## [STATED TASK]
Copy out each of the items below word for word, with no changes.

## [SUPPLIED MATERIAL]
++++++++++++++++++++

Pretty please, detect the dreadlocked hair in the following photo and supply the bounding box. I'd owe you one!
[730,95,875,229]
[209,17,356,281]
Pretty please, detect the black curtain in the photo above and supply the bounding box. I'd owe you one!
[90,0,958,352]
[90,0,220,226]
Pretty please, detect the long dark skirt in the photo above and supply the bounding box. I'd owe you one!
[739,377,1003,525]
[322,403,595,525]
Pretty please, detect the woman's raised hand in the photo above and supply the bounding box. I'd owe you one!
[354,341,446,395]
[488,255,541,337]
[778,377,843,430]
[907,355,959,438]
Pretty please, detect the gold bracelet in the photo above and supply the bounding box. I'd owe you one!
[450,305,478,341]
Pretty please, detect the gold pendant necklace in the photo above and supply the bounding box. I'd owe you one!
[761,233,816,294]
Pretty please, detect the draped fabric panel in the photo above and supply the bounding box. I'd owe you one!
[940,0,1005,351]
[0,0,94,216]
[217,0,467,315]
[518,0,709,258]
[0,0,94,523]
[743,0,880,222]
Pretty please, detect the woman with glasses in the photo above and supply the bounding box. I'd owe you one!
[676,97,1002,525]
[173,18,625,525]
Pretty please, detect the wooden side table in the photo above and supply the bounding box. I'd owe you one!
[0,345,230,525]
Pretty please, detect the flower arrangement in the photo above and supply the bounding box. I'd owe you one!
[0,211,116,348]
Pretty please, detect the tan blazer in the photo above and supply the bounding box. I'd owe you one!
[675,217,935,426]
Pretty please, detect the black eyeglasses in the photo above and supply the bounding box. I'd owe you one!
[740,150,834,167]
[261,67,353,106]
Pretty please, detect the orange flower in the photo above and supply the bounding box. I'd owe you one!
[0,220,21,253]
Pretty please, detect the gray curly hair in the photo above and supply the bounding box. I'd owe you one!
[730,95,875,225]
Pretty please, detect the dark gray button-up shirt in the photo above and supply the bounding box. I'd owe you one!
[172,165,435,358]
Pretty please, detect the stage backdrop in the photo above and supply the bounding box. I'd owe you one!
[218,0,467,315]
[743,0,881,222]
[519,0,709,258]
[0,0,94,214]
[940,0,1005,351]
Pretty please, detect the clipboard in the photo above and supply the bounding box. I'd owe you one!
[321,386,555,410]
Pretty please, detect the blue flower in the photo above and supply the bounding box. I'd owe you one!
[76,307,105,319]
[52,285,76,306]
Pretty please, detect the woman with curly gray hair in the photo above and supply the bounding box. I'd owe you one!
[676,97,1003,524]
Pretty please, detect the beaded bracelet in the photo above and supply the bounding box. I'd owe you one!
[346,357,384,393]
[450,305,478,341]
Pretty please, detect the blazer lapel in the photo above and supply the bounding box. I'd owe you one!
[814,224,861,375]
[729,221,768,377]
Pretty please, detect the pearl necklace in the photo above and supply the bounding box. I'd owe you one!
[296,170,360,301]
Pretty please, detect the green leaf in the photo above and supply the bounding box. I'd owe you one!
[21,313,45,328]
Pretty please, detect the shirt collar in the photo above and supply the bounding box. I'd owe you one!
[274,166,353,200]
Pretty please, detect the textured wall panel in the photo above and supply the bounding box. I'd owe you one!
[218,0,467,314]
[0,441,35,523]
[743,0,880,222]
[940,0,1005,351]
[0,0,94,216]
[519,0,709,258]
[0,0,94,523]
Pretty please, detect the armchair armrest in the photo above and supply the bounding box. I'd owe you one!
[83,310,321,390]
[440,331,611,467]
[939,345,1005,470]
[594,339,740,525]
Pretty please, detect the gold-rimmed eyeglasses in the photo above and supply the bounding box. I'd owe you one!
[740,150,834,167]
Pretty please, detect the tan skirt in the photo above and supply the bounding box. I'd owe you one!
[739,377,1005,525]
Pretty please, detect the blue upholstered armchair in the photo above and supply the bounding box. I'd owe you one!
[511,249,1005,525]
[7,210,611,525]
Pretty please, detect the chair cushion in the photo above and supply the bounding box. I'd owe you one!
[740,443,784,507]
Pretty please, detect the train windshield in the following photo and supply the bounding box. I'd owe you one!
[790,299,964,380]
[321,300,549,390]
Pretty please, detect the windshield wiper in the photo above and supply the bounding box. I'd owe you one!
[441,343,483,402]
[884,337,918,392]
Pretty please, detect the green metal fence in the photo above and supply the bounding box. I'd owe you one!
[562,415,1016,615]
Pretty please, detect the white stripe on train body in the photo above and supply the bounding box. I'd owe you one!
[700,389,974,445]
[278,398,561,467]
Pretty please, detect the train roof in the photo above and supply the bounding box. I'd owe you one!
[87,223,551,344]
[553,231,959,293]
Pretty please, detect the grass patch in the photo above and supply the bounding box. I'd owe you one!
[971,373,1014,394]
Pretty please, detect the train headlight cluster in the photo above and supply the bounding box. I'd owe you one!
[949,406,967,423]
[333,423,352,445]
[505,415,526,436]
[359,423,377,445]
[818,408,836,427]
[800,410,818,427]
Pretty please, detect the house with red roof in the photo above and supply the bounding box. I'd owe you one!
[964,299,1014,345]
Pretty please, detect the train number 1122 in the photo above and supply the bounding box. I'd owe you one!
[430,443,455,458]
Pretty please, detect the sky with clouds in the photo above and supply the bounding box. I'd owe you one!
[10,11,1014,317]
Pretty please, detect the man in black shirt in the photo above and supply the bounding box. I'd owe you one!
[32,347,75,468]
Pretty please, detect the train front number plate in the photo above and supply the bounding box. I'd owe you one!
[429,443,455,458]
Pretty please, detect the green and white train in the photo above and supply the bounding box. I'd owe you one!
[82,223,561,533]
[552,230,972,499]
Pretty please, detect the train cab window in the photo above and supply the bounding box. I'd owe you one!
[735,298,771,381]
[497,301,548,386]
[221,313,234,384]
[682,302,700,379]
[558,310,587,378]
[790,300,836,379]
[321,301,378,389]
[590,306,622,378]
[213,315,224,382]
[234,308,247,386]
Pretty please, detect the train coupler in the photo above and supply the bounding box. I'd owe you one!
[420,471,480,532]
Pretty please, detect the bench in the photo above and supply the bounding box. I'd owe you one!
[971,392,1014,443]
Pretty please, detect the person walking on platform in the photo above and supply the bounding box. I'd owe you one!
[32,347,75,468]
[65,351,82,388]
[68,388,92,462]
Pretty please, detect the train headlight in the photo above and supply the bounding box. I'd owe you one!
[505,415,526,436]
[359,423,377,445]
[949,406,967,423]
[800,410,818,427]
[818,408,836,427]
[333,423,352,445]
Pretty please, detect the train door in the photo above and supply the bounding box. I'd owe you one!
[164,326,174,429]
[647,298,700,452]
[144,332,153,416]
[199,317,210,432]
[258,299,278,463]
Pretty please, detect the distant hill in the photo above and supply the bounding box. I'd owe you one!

++++++++++++++++++++

## [SOLVED EXERCISE]
Pretty please, detect the dreadlocked hair in the following photo and supply the bounding box. I'd owe you one!
[730,95,875,229]
[209,17,356,281]
Pretty please, detect the black curtain in the photo above and supply the bounding box. I'd owe you one!
[90,0,958,352]
[90,0,220,226]
Pretty please, detect the long dark skirt in the photo above and supply the bounding box. I'd owe you one!
[739,377,1003,525]
[322,403,595,525]
Pretty please, detect the woman's raised hand in the photo above and supply the bounding box. I'd owe you one!
[354,341,446,395]
[488,255,541,337]
[778,377,843,430]
[907,355,959,438]
Pretty please, detect the gold bracelet in the photo above and supply the bounding box. I'd owe you one!
[450,305,478,341]
Pretty please, detect the gold pendant necklace in the photo above and supply the bounding box. I'd owe you one!
[761,233,816,294]
Pretty please, detect the draped fabric panel in the photo above and supply the bounding box. I'd owe you one!
[940,0,1005,351]
[0,0,94,216]
[217,0,467,315]
[518,0,709,258]
[0,0,94,523]
[743,0,880,222]
Pretty please, detect the woman with glasses in the photo above and supply the bounding box. I'd owe you one!
[676,97,1002,525]
[173,18,625,525]
Pretty please, detect the wooden side table in the photo above and supply the bounding box. I'd owe you one!
[0,345,230,525]
Pretty please, detect the flower arrangement in the photo above and supply the bounding box. I'd owe you one!
[0,211,116,348]
Pretty please, detect the tan blazer in the photo above and supply the bounding box. I'd owe you one!
[675,217,935,426]
Pretty please, detect the black eyeglasses in the photo above and supply the bounding box. I'd owe you one!
[740,150,834,167]
[261,67,353,106]
Pretty please, detect the orange flower in the photo above and supply the bounding box. I'd owe you one!
[0,220,21,253]
Pretty please, detect the gray curly hair in the photo above and supply the bounding box. I'd owe you one!
[730,95,875,225]
Pretty please, detect the dark gray button-up shirt in the photo above and supply the bounding box. I'd owe you one!
[172,165,435,358]
Pretty please, detect the stage backdrop in the photo above and supply the bounding box. I'd owe you one!
[218,0,467,315]
[743,0,881,222]
[519,0,709,258]
[0,0,94,214]
[940,0,1005,351]
Pretty please, detect the clipboard in the photo above and supply the bounding box. I'd owe you one!
[321,386,555,410]
Pretty please, detect the blue flower in the photo above and supply the bounding box. I'd owe you one!
[76,307,105,319]
[52,285,76,306]
Pretty please, detect the woman with curly gray hair in the photo above and supply the bounding box. I'd owe you one!
[676,97,1003,524]
Pretty please, detect the beaded bracelet in the photo above and supply the bounding box. I'd owe you one!
[346,357,384,393]
[450,305,478,341]
Pretty please, detect the blazer lapel in the photo above and supply the bounding box. I'd owe you one!
[814,224,861,375]
[729,221,768,377]
Pretty please, detect the pearl necklace in the photo above and supply the bounding box. I'd owe you one!
[296,170,360,301]
Pretty please, detect the green leaf in the photo above and supply the bounding box. I'd owe you one!
[21,313,45,328]
Pretty please, detect the shirt collar in the photo above and supply the bounding box. I'd owe you one!
[274,166,353,200]
Pretty please, detect the textured wall panel in the photo above and supply the bounding box. I'd owe you one!
[218,0,467,314]
[0,441,35,523]
[743,0,880,222]
[940,0,1005,351]
[0,0,94,216]
[519,0,709,258]
[0,0,94,523]
Pretty please, detect the armchair armrest in the photo above and supply the bounding box. I'd owe you one!
[83,310,321,390]
[440,331,611,467]
[939,345,1005,470]
[594,339,740,525]
Pretty please, detect the gold-rimmed eyeglasses in the photo above and supply the bounding box. I'd owe you one!
[740,150,834,167]
Pretty please, detect the tan skirt in the photo above and supply the bounding box. I'd owe you one!
[739,377,1005,525]
Pretty please, detect the blue upholstered armchair in the photo above and supply the bounding box. I'd owe you one!
[511,249,1005,525]
[7,210,611,525]
Pretty please, detect the chair cushion in the photo above and supply the bounding box. I'd owe you one!
[740,443,784,507]
Pretty please, detect the train windshield in the following photo and supply the bounding box. I'd owe you one!
[790,299,964,380]
[321,300,549,390]
Pretty please, detect the windshield wiper in the photo above and supply the bounding box. I'd owe you one!
[441,343,483,402]
[884,337,918,392]
Pretty please, detect the green metal fence in the photo above and supply the bounding box. I'd owe you one!
[562,415,1016,615]
Pretty please, detect the white stripe on train body in the photo above and supply the bounding box. I'd owe you one!
[700,389,974,445]
[278,398,561,467]
Pretty please, detect the train roof in the photo above and supply the bounding box. I'd owe you one!
[87,223,551,344]
[553,231,959,293]
Pretty please, detect the grass patch in the photo above and supply the bounding box. I'd owe you one!
[971,373,1014,394]
Pretty please, detect the train headlight cluster in the photo above and supply the bounding box. I'd owe you one!
[949,406,967,423]
[333,423,352,445]
[505,415,526,436]
[359,423,377,445]
[818,408,836,427]
[800,410,818,427]
Pretty please, detect the house with red roof in the photo above and supply the bounding box. I'd owe you one!
[964,299,1014,345]
Pretty please, detect the train number 1122 in the photo above and supply the bounding box. I'd owe you one!
[430,443,455,458]
Pretty please, detect the sky with clouds in the photo above and supply the bounding box. I'd owe you one!
[10,11,1014,317]
Pretty please, detect the man in black shirt in the photo above and supply the bounding box. I'd owe you one!
[32,347,75,468]
Pretty please, detect the train front number plate in the photo above and supply the bounding box. I'd owe you one!
[429,443,455,458]
Pretty please, detect the green and white train in the photo above and supply the bounding box. I'd owe you one!
[82,223,561,533]
[552,230,972,499]
Pretty please, detect the train cab window in the photo above and supply the bounding box. I'd owe you one!
[735,298,771,381]
[497,301,548,386]
[221,313,234,384]
[682,302,700,379]
[558,310,587,378]
[790,300,836,379]
[321,301,378,389]
[590,306,622,378]
[213,315,224,382]
[234,308,247,386]
Pretty please, detect the train coupler in the photo above and supply the bounding box. I'd owe you one!
[420,471,480,532]
Pretty please, detect the bench in the photo above and supply the bounding box. I'd owe you one!
[971,392,1014,443]
Pretty please, detect the person walking on platform in the photo above and supply the bounding box. I'd owe you one!
[32,347,75,468]
[65,351,82,388]
[68,388,92,462]
Pretty please, detect the train headlight in the photo above and supply the bounding box. I'd owe you one!
[505,415,526,436]
[359,423,377,445]
[949,406,967,423]
[800,410,818,427]
[818,408,836,427]
[333,423,352,445]
Pretty please, detect the train door in the photo above and supply the bounding box. I'd owe you one!
[164,326,174,429]
[647,298,700,452]
[144,332,153,416]
[199,317,210,432]
[258,299,278,463]
Pretty please, detect the distant hill in the photo above and supply the bounding box. I'd owe you one!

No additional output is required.